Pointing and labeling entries

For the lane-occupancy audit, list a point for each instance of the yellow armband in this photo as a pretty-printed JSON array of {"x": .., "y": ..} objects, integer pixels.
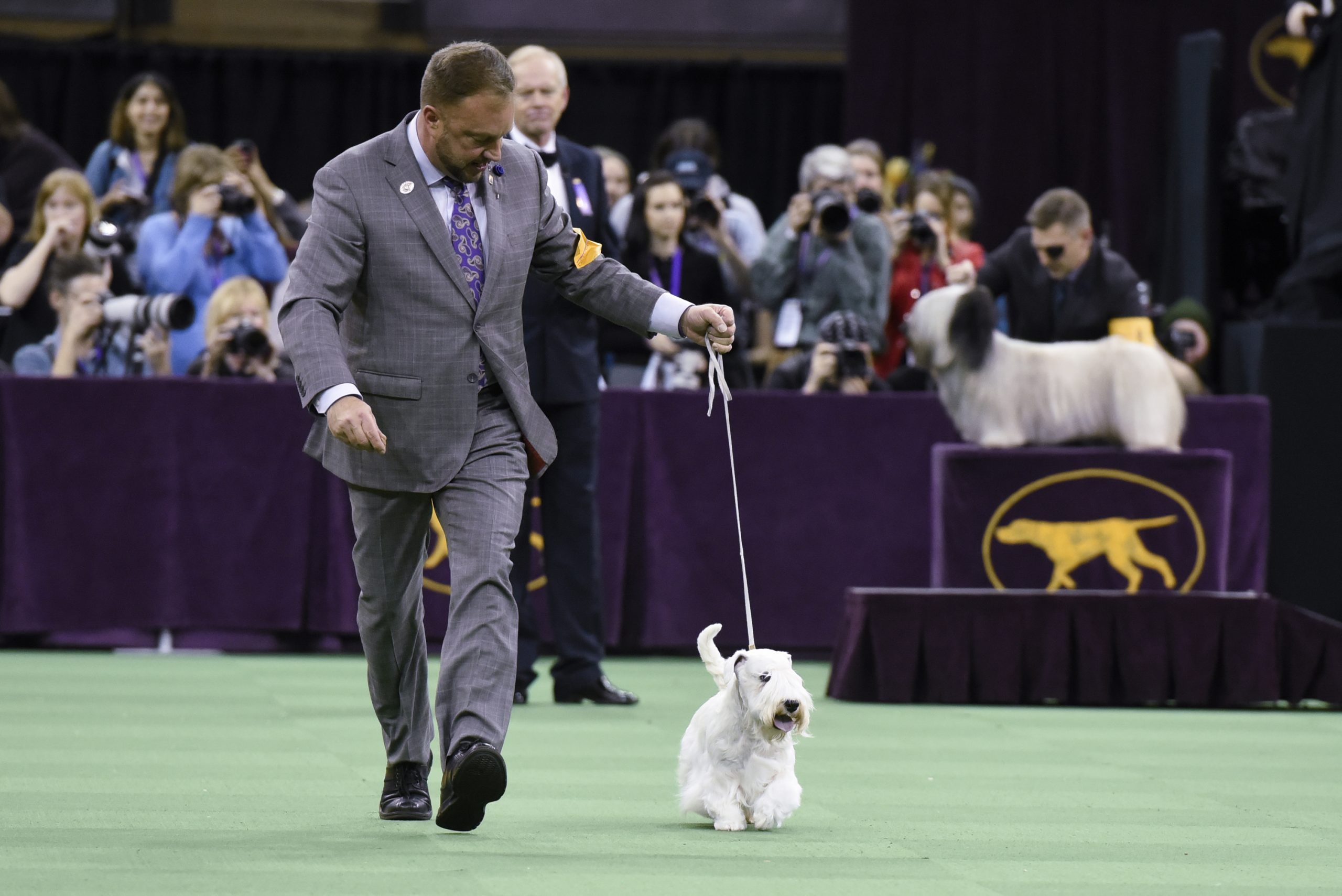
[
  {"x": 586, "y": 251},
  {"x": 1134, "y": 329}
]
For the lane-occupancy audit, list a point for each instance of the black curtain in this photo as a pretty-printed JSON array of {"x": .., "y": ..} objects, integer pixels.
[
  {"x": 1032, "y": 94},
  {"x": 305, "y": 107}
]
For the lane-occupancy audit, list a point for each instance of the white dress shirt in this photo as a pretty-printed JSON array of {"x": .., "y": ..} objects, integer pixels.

### WHAT TO DO
From the line holding "of the black" to the last line of the records, quote each line exactly and add nothing.

### FINISHED TASK
For the lane-occupancy audit, list a point for each instance of the black curtain in this photo as a pretty-printed JSON array of {"x": .., "y": ..} objects, integer pixels.
[
  {"x": 1032, "y": 94},
  {"x": 305, "y": 107}
]
For the lane-occupancy audit, list a point for each instance of the white dress shirt in this photo as a pretty-printed JSON array of {"x": .., "y": ..} objects, integer pixels.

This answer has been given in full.